INSTRUCTIONS FOR THE TASK:
Please answer these questions from the passage below on money and happiness:
1. Around what earnings level in the United States do some theorize that increased affluence stops affecting happiness much?
2. Whom did Ed Diener compare with the billionaires and millionaires on the Forbes 400 list?
3. How long does the happiness jolt from a sudden windfall usually last?

TEXT PASSAGE:
Will you be happier if you make more money?
Psychologists say probably not — assuming you aren’t poor, in which case a change in wealth can have a big impact on well-being.
After attaining a certain earnings level — some theorize that’s around $40,000 now in the United States, about double the government-defined poverty level for a family of four — increased affluence hardly affects happiness, according to social scientists who have examined how they are linked.
“I would describe happiness as a certain level of inner peace and feeling satisfaction with the family and friends that you have,” said certified financial planner Elisabeth Plax. “If that’s happiness, money is only going to add and subtract some, but it’s not going to touch the core.”
Research shows that people in rich countries are not happier than those in poorer ones. Ed Diener, a University of Illinois psychologist, found no significant difference when he compared the overall well-being of billionaires and millionaires on the Forbes 400 list of the richest Americans with Maasai herdsmen in East Africa.
A sudden windfall such as winning the lottery or coming into an inheritance does deliver a happiness jolt. But it’s usually fleeting.

DATA PROVIDED:
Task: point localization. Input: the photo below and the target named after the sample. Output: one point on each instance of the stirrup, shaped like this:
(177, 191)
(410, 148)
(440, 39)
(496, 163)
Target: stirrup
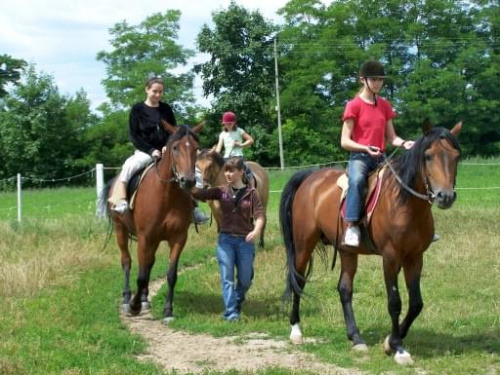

ANSWER BOX:
1. Around $40,000.
2. Maasai herdsmen in East Africa.
3. It is usually fleeting.